Top of Document passage
Greensboro chase ends in crash, hospital assault charges for driver
A North Elm Street chase ended at Moses Cone Hospital, where police say Tanner James Crowder assaulted staff after a crash and DWI arrest.

A late-night burnout on North Elm Street escalated into a chase, a crash and assault charges after Greensboro police say a 22-year-old driver nearly hit a patrol car, then later attacked medical staff at Moses Cone Hospital.
Greensboro police identified the driver as Tanner James Crowder. Officers said they saw him doing donuts near West Fisher Street around 12:40 a.m. Wednesday, a reckless move in one of Greensboro’s busier downtown corridors that immediately put motorists and officers at risk. Police said Crowder’s Jeep nearly struck a patrol car before the pursuit began.
The chase stretched into Huffman Street, where police said the vehicle ran off the road and hit a utility pole support wire. That crash ended the pursuit but added another layer of danger, with property damage and the possibility of further injury in a stretch of road already disrupted by the earlier driving.
Police said they believed Crowder was impaired. He was charged with driving while impaired, open container alcohol, felony speed to elude arrest, careless and reckless driving, failure to maintain lane control, driving left of center, failure to yield to an emergency vehicle and failure to stop for a steady red light.
Court documents say the case widened again after Crowder was taken to Moses Cone Hospital, where he physically assaulted medical staff. The charge puts the incident beyond a traffic stop and into a broader public-safety problem that can land on emergency workers, nurses and hospital employees who are trying to treat a patient brought in under police custody. Online records showed Crowder had a $5,000 bond that had been posted.
The hospital-assault allegation also comes against a larger North Carolina backdrop. The Hospital Violence Protection Act of 2023 requires hospitals with emergency departments to maintain security plans, have law enforcement presence in the ER or on the same campus, and report violent incidents each year. State law, under North Carolina General Statute 14-34.6, makes assault on certain medical or emergency personnel a Class I felony when it causes physical injury while they are performing official duties.
For Greensboro, the case is a reminder of how quickly reckless driving can spill from a roadway into a hospital room, drawing in officers, bystanders and the medical staff who had to deal with the aftermath.
Bottom of Document passage
Top of Data extract
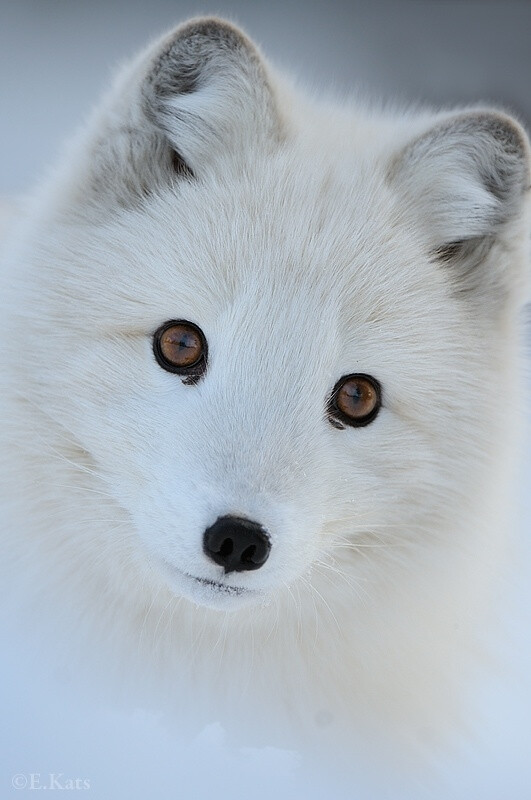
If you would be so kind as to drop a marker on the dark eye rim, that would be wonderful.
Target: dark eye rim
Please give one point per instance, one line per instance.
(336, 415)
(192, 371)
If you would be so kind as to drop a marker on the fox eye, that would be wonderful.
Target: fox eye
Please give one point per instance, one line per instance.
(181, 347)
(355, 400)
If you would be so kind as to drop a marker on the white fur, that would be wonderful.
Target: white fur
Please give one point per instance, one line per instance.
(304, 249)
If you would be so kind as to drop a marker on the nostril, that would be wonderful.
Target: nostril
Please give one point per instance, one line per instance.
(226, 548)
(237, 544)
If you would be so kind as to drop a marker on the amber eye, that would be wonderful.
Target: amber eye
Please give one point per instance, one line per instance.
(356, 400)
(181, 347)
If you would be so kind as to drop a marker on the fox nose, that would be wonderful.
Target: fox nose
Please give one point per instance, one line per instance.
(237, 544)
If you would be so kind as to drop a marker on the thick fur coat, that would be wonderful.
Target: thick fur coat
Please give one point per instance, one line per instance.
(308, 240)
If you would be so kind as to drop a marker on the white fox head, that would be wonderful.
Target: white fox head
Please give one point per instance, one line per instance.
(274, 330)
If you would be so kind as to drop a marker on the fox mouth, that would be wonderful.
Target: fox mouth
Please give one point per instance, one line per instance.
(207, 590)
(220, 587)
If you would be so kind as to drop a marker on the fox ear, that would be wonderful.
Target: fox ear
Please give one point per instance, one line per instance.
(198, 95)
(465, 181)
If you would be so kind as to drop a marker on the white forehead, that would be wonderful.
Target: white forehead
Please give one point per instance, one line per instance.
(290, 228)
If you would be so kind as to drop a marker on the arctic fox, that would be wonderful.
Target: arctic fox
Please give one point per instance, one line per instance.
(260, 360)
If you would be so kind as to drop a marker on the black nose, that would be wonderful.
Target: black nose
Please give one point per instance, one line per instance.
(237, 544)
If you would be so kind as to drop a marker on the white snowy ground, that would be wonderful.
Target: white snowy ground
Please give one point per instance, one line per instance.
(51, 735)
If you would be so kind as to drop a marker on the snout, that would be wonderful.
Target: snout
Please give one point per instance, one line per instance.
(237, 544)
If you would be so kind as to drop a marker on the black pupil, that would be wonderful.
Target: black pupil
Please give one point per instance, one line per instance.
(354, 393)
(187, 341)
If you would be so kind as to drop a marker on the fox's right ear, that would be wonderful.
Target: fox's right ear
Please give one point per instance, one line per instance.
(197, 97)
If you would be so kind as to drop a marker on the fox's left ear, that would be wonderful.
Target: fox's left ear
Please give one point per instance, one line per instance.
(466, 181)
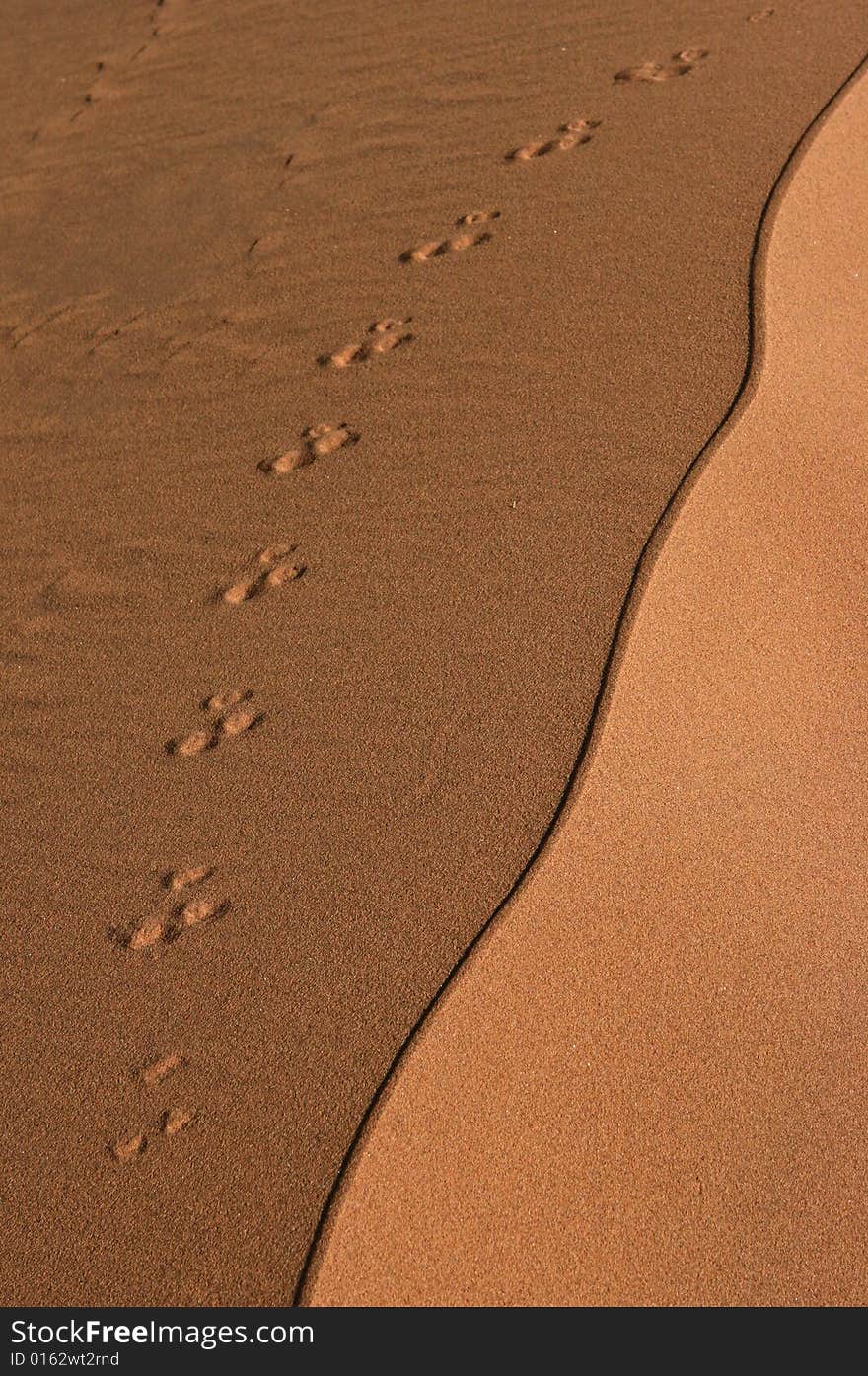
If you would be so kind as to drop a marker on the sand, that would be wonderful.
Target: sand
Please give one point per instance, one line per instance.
Bottom of Data extract
Action item A: From the Greensboro chase article, extract the passage that begins at the words "Greensboro chase ends" and stops after "Moses Cone Hospital.".
Action item B: In the Greensboro chase article, on which street did the vehicle run off the road and hit a utility pole support wire?
Action item C: Rewrite the paragraph of the Greensboro chase article that opens "Police said they believed Crowder was impaired" as a short list.
Rely only on the Greensboro chase article for what follows.

Your response A:
Greensboro chase ends in crash, hospital assault charges for driver
A North Elm Street chase ended at Moses Cone Hospital, where police say Tanner James Crowder assaulted staff after a crash and DWI arrest.

A late-night burnout on North Elm Street escalated into a chase, a crash and assault charges after Greensboro police say a 22-year-old driver nearly hit a patrol car, then later attacked medical staff at Moses Cone Hospital.

Your response B: Huffman Street.

Your response C:
Police believed Crowder was impaired. His charges:
- Driving while impaired
- Open container alcohol
- Felony speed to elude arrest
- Careless and reckless driving
- Failure to maintain lane control
- Driving left of center
- Failure to yield to an emergency vehicle
- Failure to stop for a steady red light